__Records for this exercise__
· · · ·
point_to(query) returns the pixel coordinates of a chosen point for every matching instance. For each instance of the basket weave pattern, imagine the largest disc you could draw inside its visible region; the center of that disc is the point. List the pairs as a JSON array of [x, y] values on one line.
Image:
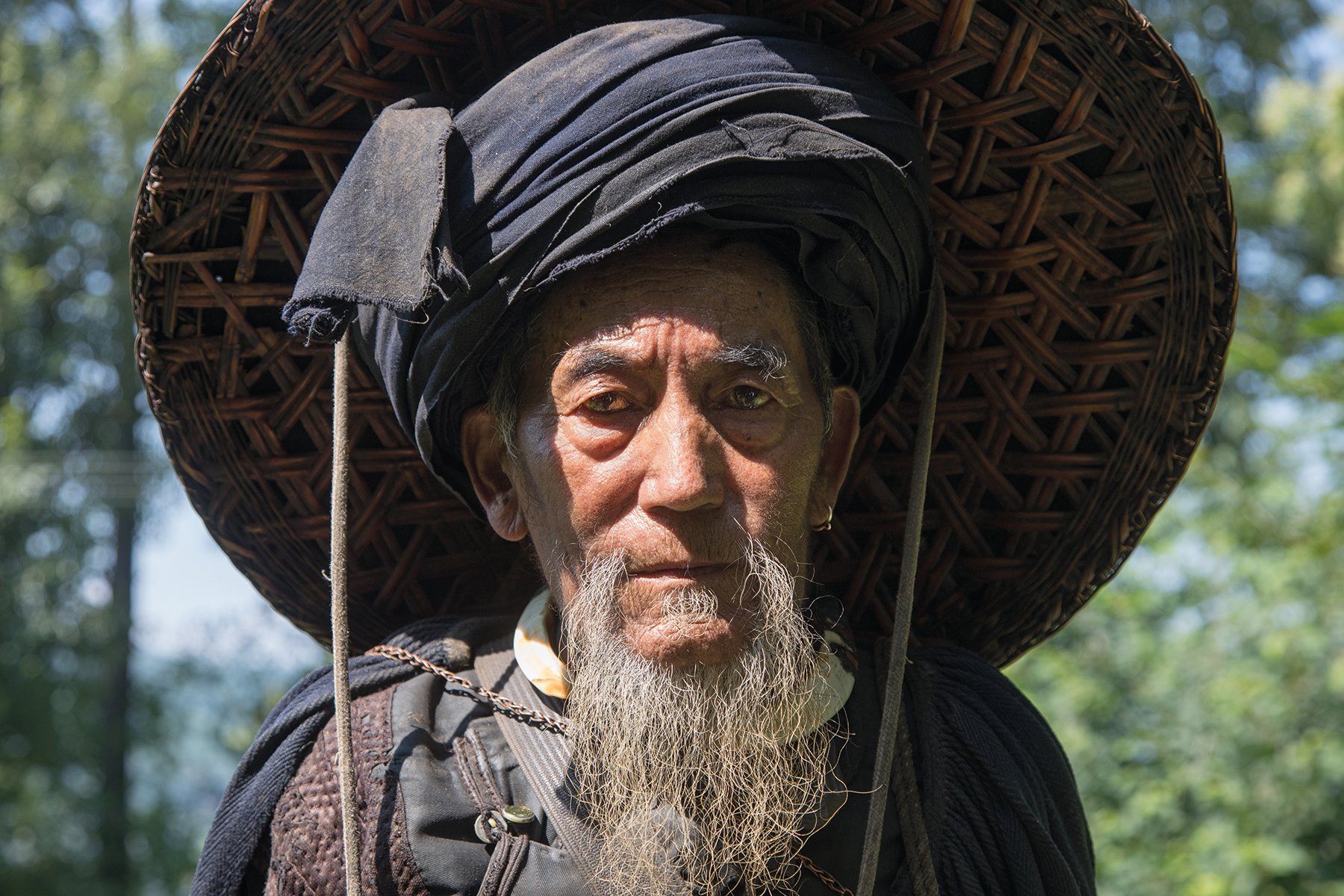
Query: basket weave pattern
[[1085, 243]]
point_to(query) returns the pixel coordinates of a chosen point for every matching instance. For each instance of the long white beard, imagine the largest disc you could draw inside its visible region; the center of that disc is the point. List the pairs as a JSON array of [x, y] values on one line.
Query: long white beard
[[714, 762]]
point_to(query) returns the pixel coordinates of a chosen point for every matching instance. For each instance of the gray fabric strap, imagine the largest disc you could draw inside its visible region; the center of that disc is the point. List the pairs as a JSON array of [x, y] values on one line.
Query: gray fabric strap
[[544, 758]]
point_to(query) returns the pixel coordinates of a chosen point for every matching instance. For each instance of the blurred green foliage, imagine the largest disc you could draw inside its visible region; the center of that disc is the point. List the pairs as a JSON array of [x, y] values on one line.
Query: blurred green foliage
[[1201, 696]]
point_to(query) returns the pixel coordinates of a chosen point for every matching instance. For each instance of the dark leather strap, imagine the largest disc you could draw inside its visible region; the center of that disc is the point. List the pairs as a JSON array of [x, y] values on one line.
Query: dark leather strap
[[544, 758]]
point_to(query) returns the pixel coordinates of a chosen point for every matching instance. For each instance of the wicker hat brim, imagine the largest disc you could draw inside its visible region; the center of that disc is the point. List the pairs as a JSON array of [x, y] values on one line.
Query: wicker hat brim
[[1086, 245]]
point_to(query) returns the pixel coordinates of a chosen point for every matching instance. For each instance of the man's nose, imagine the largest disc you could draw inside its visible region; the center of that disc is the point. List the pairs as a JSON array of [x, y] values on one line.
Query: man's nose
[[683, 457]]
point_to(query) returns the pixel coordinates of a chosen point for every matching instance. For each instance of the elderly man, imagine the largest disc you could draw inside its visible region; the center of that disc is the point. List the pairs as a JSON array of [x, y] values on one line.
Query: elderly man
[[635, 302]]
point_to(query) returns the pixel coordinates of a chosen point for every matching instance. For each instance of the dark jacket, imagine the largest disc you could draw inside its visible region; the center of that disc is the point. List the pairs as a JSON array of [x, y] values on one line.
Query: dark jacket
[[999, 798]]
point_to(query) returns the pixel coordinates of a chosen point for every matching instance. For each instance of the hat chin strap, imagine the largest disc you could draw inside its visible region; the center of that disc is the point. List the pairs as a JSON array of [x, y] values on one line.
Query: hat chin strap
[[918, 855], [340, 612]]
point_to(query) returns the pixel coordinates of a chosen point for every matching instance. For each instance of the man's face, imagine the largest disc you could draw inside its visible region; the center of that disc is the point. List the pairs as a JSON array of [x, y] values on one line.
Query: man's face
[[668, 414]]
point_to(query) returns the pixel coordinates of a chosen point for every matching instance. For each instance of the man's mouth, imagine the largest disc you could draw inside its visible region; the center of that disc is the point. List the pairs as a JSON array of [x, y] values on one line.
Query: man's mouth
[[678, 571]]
· · · ·
__Goal__
Please render all of the lines above as a two-column CSV with the headers text and answer, one row per line, putting each line's text and its answer in a single quoted field each, with line breaks turned into spaces. Leave the pictures out.

__Task output__
text,answer
"point_to(query) returns the pixel coordinates of a chosen point for every matching instance. For each instance of the basket weave pattern, imagine the largest disc you could draw inside its visible region; the center of that disc is the point. List the pairs as a JSON array of [x, y] values on one line. Image: Query: basket weave pattern","[[1085, 243]]"
"point_to(query) returns the pixel coordinates of a chosen point for every matching instance. For each instance of the long white beard, imagine the largest disc you could draw inside its visible region; the center of that disc is the point. List the pairs as a JSON array of [x, y] values on one line. Query: long white beard","[[714, 762]]"
"point_to(query) returns the pixel coordinates of a chosen point for every matching instance. For each instance of the gray fabric strap, imagine the largest disc you could draw inside its visible region; the center of that disc is the point. List the pairs as a JSON array of [x, y] values on one line. Query: gray fabric strap","[[544, 758]]"
"point_to(query) returns the pixel coordinates of a chosen point for every matching instance. For each instance of the blurred green foliage, imagine the largest disc you could draw inside its visible region; the center of that disc is the point. List the pairs as a JSON array of [x, y] values on one line. Query: blurred green foliage","[[1201, 696]]"
"point_to(query) returns the pixel coordinates of a chosen point for every matching instance. For each instance of the dark leather strap, imagine the largest disc you could draw inside its visible region; the center of that disc is the point. List the pairs as a JSON array of [x, y] values on one line. Query: dark leather strap","[[544, 758]]"
"point_to(query) returns the pixel coordinates of a chosen point for every matching instance. For each instance of the wicker hat brim, imagine the largest disc you could draw inside its visible region; the center of that disc is the point. List the pairs as a JSON array of [x, y] values on one line. Query: wicker hat brim","[[1086, 245]]"
"point_to(query) returns the pixel coordinates of a chosen point for every matching instance. For each instance of the man's nose, imagine the largest disc you could draw inside its visible region; the center of that disc is the point. List the pairs as a JSON array of [x, y] values on one line. Query: man's nose","[[683, 457]]"
"point_to(query) returns the pixel coordinates of a chosen point for every matching instance. For each instance of the elderly man, imagine the largest disc you could draw inside its visible region; the center of that disc is the point. List the pairs as a JSON array of [x, y] values on one line. Query: elderly man","[[635, 302]]"
"point_to(query) returns the pixel coordinates of a chosen point for every matching instance. For each instance of the dark jacket, imagine the largest disc you could draw inside its visible region; the center of that disc is the point. List the pairs as a JSON array of [x, y] values on one line. Query: dark jacket","[[999, 798]]"
"point_to(query) returns the pixel coordinates of a chosen point for every matching instance. For each instance of the hat chin strap, imagine the largest disc you could draw inside its visible region; the center of that disc is the point. List the pairs as a JSON array of [x, y] values on one line. Query: hat chin strap","[[918, 855], [340, 612]]"
"point_to(query) returns the pixel coordinates of a chosen point for every matching instance. For each instance of the man's face, imagine the largest disc you could draw inside its visible region; the center of that disc is the point. List the pairs as a JSON array of [x, y] values on one line. Query: man's face","[[668, 414]]"
"point_to(query) returns the pixel coordinates of a chosen point for every matching instance. For each instance of the man's mouth, imagine the largest disc you could draw inside its visible region; the center of that disc is the point. List the pairs as a JSON array of [x, y] values on one line. Query: man's mouth","[[678, 571]]"